Records from a data collection:
>> BEGIN

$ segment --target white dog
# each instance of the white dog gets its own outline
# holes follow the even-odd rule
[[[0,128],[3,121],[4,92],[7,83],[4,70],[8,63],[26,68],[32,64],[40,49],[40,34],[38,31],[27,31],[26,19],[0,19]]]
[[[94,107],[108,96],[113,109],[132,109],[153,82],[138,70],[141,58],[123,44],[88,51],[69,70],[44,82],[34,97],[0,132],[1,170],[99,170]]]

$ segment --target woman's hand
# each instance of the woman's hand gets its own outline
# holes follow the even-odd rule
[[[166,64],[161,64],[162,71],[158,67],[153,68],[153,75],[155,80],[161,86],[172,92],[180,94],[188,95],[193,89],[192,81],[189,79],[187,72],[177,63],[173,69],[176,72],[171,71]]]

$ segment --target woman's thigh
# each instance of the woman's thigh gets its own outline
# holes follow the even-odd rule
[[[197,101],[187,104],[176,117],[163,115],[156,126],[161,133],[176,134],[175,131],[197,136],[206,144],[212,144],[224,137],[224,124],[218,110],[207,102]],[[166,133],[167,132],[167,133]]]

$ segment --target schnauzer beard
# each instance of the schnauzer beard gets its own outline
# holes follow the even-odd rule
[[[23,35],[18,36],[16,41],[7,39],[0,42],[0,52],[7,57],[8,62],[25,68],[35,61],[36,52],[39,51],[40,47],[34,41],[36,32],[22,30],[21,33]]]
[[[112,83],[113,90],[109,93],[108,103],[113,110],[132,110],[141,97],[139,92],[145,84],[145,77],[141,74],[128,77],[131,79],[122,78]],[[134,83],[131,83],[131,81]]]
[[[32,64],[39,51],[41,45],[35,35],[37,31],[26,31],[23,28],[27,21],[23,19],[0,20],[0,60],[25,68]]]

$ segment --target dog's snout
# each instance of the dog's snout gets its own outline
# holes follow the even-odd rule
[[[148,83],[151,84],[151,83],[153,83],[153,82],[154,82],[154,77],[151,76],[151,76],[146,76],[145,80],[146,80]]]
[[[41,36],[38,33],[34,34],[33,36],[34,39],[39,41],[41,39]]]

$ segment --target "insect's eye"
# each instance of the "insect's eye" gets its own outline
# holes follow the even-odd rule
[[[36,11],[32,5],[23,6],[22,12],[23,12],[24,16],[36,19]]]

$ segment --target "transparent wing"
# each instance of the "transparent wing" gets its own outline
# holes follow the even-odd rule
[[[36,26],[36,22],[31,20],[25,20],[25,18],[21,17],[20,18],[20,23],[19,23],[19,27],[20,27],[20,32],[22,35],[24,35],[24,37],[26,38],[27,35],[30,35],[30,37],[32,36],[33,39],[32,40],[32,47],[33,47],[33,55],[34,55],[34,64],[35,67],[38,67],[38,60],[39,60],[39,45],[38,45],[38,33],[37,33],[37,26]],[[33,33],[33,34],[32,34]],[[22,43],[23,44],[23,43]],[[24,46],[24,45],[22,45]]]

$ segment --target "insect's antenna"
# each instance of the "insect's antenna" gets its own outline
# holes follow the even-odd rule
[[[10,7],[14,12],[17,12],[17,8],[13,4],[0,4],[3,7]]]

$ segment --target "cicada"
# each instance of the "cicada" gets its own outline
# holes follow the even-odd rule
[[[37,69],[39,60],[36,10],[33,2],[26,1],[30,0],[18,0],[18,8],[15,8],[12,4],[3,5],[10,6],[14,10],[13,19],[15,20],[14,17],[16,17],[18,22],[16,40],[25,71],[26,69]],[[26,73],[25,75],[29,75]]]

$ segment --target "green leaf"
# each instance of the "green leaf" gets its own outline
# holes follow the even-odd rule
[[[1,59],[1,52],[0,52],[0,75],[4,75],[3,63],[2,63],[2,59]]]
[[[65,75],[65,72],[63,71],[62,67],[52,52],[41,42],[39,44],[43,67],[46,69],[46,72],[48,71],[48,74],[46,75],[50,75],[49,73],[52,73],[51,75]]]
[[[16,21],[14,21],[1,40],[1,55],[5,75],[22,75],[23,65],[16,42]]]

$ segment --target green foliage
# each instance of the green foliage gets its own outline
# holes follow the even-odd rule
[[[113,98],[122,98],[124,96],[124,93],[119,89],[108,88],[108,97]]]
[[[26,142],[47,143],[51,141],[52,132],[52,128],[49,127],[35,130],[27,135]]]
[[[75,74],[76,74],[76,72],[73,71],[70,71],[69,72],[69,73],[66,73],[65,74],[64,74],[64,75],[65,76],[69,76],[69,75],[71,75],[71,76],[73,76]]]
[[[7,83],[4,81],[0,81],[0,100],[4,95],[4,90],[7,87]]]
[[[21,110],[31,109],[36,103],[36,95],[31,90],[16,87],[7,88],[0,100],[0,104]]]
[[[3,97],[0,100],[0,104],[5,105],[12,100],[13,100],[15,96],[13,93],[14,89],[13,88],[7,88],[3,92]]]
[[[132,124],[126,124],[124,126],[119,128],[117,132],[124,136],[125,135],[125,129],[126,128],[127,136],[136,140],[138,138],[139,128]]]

>> END

> _Task goal_: Count the lines in the data above that include the string "segment". Reply with the number alone.

> _Response to this task_: 11